What is being asked: Reproduce exactly the final portion of the data: every line from the one containing "Could you please spot the face" through the last line, inclusive.

Point annotation records

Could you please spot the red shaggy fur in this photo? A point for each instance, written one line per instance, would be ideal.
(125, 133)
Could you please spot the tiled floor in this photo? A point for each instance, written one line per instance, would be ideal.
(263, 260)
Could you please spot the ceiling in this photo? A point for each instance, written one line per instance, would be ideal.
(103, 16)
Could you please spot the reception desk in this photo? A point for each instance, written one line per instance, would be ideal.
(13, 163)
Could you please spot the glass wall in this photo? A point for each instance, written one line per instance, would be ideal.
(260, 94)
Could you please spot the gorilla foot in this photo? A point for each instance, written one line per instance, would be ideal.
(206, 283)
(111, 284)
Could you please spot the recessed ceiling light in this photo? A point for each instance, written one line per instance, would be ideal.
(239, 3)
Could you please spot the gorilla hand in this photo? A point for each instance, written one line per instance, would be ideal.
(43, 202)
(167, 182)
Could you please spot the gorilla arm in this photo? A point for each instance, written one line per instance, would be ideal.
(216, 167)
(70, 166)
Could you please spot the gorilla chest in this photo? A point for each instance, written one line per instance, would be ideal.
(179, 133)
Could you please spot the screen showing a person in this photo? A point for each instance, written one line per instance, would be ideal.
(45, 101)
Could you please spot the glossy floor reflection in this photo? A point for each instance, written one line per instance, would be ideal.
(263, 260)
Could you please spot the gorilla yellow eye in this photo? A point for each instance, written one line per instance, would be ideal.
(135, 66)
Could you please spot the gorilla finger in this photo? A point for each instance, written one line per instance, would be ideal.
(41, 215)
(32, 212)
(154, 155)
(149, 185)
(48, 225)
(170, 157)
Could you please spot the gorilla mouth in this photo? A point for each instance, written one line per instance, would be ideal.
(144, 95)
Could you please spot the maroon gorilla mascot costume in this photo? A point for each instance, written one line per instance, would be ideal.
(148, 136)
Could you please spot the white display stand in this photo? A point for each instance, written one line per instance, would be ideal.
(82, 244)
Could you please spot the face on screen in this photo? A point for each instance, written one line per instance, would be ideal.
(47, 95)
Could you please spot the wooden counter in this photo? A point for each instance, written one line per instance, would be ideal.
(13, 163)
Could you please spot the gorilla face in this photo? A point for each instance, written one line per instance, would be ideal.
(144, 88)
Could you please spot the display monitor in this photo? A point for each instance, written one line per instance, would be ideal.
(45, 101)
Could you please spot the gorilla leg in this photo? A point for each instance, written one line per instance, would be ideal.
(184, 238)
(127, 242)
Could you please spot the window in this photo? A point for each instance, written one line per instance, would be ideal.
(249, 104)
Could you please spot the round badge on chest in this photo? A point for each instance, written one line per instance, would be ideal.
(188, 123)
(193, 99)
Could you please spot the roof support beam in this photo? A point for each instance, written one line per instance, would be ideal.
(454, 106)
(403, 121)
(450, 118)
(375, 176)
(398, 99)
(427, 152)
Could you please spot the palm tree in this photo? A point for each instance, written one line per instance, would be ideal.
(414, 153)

Expected answer:
Could you please spot the face on screen in this photo? A point for each instance, written one line per instance, would be ideal.
(47, 95)
Could you please spot the wooden counter in this photo? A point for each instance, written one line per instance, would be ideal.
(13, 163)
Could you please spot the gorilla face in this photo? A point for each instance, written one line per instance, would be ideal.
(144, 88)
Could you please spot the display monitor in this photo? A point for each instance, written one line per instance, would be ideal.
(45, 101)
Could you please spot the gorilla leg in this photo? A point for each instance, written one line per instance, would be ideal.
(184, 238)
(127, 242)
Could you please spot the window in this photo? A point for each instance, written one line per instance, would be ideal.
(249, 104)
Could you please spot the round badge on chest in this photo? A point for each instance, written one line per instance, would be ideal.
(188, 123)
(193, 99)
Could you please spot the roof support beam in this photo? A point for each instance, written one line per instance, would be ideal.
(454, 106)
(403, 121)
(450, 118)
(375, 176)
(398, 99)
(427, 152)
Could you please spot the palm tree in this photo? A point for each instance, written one line per instance, would be ideal.
(414, 153)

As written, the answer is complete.